ANWEISUNGEN UND VORGABEN.
Ändere die folgenden Zeilen bitte so, dass „thickest part“ überall durch „widest part“ ersetzt wird. Gib sie ansonsten unverändert wieder.

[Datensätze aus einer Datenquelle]

======

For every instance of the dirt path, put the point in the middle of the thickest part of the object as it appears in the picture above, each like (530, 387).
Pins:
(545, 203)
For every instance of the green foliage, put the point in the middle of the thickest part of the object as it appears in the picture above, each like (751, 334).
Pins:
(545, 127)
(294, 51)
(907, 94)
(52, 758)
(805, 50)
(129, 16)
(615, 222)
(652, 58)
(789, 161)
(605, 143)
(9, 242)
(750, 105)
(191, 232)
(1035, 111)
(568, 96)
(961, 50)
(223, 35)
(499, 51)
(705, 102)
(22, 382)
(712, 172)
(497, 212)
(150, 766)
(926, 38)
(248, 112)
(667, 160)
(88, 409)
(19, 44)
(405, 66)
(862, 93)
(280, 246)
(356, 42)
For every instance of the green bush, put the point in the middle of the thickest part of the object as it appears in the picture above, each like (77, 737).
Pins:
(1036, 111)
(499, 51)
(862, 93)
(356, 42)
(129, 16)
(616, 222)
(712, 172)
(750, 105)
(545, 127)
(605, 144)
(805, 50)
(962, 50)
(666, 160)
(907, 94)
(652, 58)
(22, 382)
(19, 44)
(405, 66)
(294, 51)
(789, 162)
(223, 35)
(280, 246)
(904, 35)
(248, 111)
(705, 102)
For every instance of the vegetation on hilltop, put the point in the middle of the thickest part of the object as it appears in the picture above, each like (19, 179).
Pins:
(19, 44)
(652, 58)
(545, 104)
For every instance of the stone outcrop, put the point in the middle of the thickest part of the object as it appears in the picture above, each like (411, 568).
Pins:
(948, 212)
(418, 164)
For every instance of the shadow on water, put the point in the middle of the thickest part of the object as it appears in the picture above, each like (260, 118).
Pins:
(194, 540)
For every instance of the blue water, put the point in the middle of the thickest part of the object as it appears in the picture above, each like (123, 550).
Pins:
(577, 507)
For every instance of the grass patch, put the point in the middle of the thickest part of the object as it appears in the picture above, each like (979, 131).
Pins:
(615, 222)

======

ERLEDIGTE AUFGABE.
For every instance of the dirt path, put the point in the middle of the widest part of the object as it appears in the picture above, each like (530, 387).
Pins:
(545, 203)
For every instance of the green foliage, put the point in the middle of the widest part of the object as it appears in the picture above, each like (751, 334).
Pins:
(545, 127)
(294, 51)
(907, 94)
(52, 758)
(805, 50)
(129, 16)
(615, 222)
(652, 58)
(789, 161)
(605, 143)
(9, 242)
(750, 105)
(191, 232)
(1035, 111)
(568, 96)
(961, 50)
(223, 35)
(499, 51)
(705, 102)
(22, 382)
(712, 172)
(497, 212)
(150, 766)
(926, 38)
(248, 112)
(667, 160)
(88, 409)
(19, 44)
(405, 66)
(862, 93)
(280, 246)
(356, 42)
For every instance of the green bush, put the point in the middle of the widest part of the object as it appears in the picture above, each like (77, 737).
Pins:
(1036, 111)
(499, 51)
(862, 93)
(356, 42)
(129, 16)
(616, 222)
(712, 172)
(750, 105)
(545, 127)
(605, 144)
(805, 50)
(962, 50)
(666, 160)
(907, 94)
(652, 58)
(22, 382)
(19, 44)
(405, 66)
(294, 51)
(789, 162)
(223, 35)
(280, 246)
(904, 35)
(248, 111)
(705, 102)
For every instance of the vegetation on hilltop, put the point in the middle of the widest part of the object as it appears in the picture above, each like (19, 179).
Pins:
(19, 44)
(652, 58)
(545, 104)
For every instance of the stone outcrop, put the point in the middle of the widest part of the object as it appears in the picture above, each like (411, 568).
Pins:
(948, 212)
(418, 164)
For every instance of the shadow on water, put the point in the middle of the widest part of the object as it appears in the picture above, each like (260, 118).
Pins:
(194, 540)
For every instance of the blue water, put the point in the middle of the widest part of the object as it appears in the picture above, each like (123, 550).
Pins:
(577, 507)
For every instance of the grass patch, put the point in the middle of the widest part of the object as it appears in the picture above, each like (979, 131).
Pins:
(615, 222)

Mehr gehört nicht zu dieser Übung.